> **Problem details**: Arrange every line of the stored data below, across all entries, as a JSON list of strings with one string per line, leaving out blank lines.

===== Records provided =====

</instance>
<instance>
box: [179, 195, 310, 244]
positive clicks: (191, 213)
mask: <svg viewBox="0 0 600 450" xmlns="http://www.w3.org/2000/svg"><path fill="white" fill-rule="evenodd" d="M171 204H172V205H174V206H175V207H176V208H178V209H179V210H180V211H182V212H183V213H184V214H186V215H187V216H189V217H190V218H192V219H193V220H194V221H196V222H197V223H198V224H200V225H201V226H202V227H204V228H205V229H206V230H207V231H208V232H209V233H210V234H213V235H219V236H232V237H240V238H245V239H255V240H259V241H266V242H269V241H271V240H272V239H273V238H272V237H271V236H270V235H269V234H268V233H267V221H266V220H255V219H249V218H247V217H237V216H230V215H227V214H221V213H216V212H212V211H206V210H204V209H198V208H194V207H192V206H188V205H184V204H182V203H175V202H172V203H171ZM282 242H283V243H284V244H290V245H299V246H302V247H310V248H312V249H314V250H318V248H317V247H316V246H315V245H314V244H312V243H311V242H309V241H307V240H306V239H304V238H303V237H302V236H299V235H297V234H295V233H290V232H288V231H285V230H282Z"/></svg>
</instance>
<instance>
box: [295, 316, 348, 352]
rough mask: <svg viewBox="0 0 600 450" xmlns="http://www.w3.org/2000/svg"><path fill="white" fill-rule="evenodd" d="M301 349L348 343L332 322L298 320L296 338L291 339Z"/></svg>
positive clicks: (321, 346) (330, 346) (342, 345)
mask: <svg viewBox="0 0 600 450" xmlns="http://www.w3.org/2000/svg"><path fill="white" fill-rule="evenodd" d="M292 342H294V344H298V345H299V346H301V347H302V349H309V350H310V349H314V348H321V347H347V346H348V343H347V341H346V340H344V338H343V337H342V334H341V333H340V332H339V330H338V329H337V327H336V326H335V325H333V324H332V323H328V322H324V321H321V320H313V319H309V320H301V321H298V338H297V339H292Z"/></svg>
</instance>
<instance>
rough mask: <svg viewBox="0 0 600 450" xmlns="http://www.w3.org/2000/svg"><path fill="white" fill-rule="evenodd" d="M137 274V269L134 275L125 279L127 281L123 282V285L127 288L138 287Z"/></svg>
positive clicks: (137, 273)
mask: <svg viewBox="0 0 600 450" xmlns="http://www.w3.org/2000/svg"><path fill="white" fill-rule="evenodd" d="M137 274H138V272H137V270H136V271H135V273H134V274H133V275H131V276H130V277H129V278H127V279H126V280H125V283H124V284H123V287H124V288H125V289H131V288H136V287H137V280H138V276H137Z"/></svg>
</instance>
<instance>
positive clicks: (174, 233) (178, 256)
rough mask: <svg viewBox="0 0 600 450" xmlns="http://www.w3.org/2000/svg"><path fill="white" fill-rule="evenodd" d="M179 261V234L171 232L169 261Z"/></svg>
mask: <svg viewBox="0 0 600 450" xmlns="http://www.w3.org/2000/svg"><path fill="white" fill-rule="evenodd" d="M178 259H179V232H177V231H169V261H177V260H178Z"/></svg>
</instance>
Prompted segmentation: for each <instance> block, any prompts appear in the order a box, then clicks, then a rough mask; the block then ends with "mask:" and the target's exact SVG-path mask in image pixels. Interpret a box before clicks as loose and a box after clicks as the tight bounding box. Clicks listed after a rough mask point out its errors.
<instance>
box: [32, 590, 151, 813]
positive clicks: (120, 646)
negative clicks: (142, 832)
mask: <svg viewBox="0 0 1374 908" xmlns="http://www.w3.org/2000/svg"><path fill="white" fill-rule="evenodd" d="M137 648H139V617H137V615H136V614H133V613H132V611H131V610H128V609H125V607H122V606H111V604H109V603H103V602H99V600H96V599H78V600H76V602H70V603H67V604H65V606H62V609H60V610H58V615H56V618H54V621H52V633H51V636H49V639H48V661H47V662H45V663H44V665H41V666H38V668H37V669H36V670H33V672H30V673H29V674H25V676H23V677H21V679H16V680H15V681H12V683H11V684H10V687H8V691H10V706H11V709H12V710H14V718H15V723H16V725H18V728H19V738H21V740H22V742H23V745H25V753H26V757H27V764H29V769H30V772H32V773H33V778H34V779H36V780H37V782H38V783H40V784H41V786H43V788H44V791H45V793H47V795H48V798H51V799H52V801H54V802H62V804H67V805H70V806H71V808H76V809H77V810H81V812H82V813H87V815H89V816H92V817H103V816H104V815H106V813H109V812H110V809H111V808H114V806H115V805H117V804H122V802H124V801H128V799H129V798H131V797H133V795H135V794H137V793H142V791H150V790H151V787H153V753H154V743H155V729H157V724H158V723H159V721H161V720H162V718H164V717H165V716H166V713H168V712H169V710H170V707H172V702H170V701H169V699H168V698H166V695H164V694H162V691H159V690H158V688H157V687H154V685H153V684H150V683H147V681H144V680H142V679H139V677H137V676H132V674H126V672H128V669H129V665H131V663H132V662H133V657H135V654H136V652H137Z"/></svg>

=====

> **Answer below**:
[
  "</instance>",
  "<instance>",
  "box: [179, 195, 310, 244]",
  "positive clicks: (191, 213)",
  "mask: <svg viewBox=\"0 0 600 450\" xmlns=\"http://www.w3.org/2000/svg\"><path fill=\"white\" fill-rule=\"evenodd\" d=\"M171 204H172V205H174V206H175V207H176V208H178V209H179V210H180V211H182V212H183V213H184V214H186V215H187V216H189V217H190V218H192V219H193V220H194V221H196V222H197V223H198V224H200V225H201V226H202V227H204V228H205V229H206V230H207V231H208V232H209V233H210V234H213V235H219V236H232V237H240V238H245V239H255V240H259V241H266V242H269V241H271V240H272V239H273V238H272V237H271V236H270V235H269V234H268V233H267V221H266V220H255V219H249V218H247V217H237V216H230V215H227V214H221V213H216V212H212V211H206V210H204V209H198V208H194V207H192V206H188V205H184V204H182V203H175V202H172V203H171ZM282 242H283V243H284V244H290V245H299V246H302V247H310V248H312V249H314V250H318V248H317V247H316V246H315V245H314V244H312V243H311V242H309V241H307V240H306V239H304V238H303V237H302V236H299V235H297V234H295V233H290V232H288V231H285V230H282Z\"/></svg>",
  "</instance>",
  "<instance>",
  "box: [295, 316, 348, 352]",
  "rough mask: <svg viewBox=\"0 0 600 450\" xmlns=\"http://www.w3.org/2000/svg\"><path fill=\"white\" fill-rule=\"evenodd\" d=\"M301 349L348 343L332 322L298 320L296 338L291 339Z\"/></svg>",
  "positive clicks: (321, 346) (330, 346) (342, 345)",
  "mask: <svg viewBox=\"0 0 600 450\" xmlns=\"http://www.w3.org/2000/svg\"><path fill=\"white\" fill-rule=\"evenodd\" d=\"M292 342H294V344H298V345H299V346H301V347H302V349H309V350H310V349H314V348H321V347H347V346H348V343H347V341H346V340H344V338H343V337H342V334H341V333H340V332H339V330H338V329H337V327H336V326H335V325H333V324H332V323H328V322H324V321H321V320H313V319H309V320H301V321H298V338H297V339H292Z\"/></svg>",
  "</instance>",
  "<instance>",
  "rough mask: <svg viewBox=\"0 0 600 450\" xmlns=\"http://www.w3.org/2000/svg\"><path fill=\"white\" fill-rule=\"evenodd\" d=\"M137 274V269L134 275L125 279L127 281L123 282V285L127 288L138 287Z\"/></svg>",
  "positive clicks: (137, 273)",
  "mask: <svg viewBox=\"0 0 600 450\" xmlns=\"http://www.w3.org/2000/svg\"><path fill=\"white\" fill-rule=\"evenodd\" d=\"M137 274H138V272H137V270H136V271H135V273H134V274H133V275H131V276H130V277H129V278H127V279H126V280H125V283H124V284H123V287H124V288H125V289H131V288H136V287H137V280H138V276H137Z\"/></svg>",
  "</instance>",
  "<instance>",
  "positive clicks: (174, 233) (178, 256)",
  "rough mask: <svg viewBox=\"0 0 600 450\" xmlns=\"http://www.w3.org/2000/svg\"><path fill=\"white\" fill-rule=\"evenodd\" d=\"M179 261V234L171 232L169 261Z\"/></svg>",
  "mask: <svg viewBox=\"0 0 600 450\" xmlns=\"http://www.w3.org/2000/svg\"><path fill=\"white\" fill-rule=\"evenodd\" d=\"M178 259H179V232H177V231H169V261H177V260H178Z\"/></svg>",
  "</instance>",
  "Prompted segmentation: for each <instance> block, any prompts appear in the order a box, then clicks, then a rough mask; the block then ends with \"mask:\" and the target's exact SVG-path mask in image pixels. Interpret a box before clicks as loose and a box after clicks as the tight bounding box. Clicks listed after a rough mask point out its errors.",
  "<instance>",
  "box: [32, 590, 151, 813]",
  "positive clicks: (120, 646)",
  "negative clicks: (142, 832)",
  "mask: <svg viewBox=\"0 0 1374 908\" xmlns=\"http://www.w3.org/2000/svg\"><path fill=\"white\" fill-rule=\"evenodd\" d=\"M137 648H139V617H137V615H136V614H133V613H132V611H131V610H128V609H125V607H122V606H111V604H109V603H103V602H99V600H96V599H78V600H76V602H70V603H67V604H65V606H62V609H60V610H58V615H56V618H54V621H52V633H51V636H49V639H48V661H47V662H45V663H44V665H41V666H38V668H37V669H36V670H33V672H30V673H29V674H25V676H23V677H21V679H16V680H15V681H12V683H11V684H10V687H8V691H10V706H11V709H12V710H14V718H15V723H16V725H18V728H19V738H21V740H22V742H23V745H25V753H26V757H27V764H29V769H30V772H32V773H33V778H34V779H36V780H37V782H38V783H40V784H41V786H43V788H44V791H45V793H47V795H48V798H51V799H52V801H54V802H62V804H67V805H70V806H71V808H76V809H77V810H81V812H82V813H87V815H89V816H92V817H103V816H104V815H106V813H109V812H110V809H111V808H114V806H115V805H117V804H122V802H124V801H128V799H129V798H131V797H133V795H135V794H137V793H142V791H150V790H151V787H153V753H154V743H155V729H157V724H158V723H159V721H161V720H162V718H164V717H165V716H166V713H168V712H169V710H170V707H172V702H170V701H169V699H168V698H166V695H164V694H162V691H159V690H158V688H157V687H154V685H153V684H150V683H147V681H144V680H142V679H139V677H137V676H132V674H126V672H128V669H129V665H131V663H132V662H133V657H135V654H136V652H137Z\"/></svg>"
]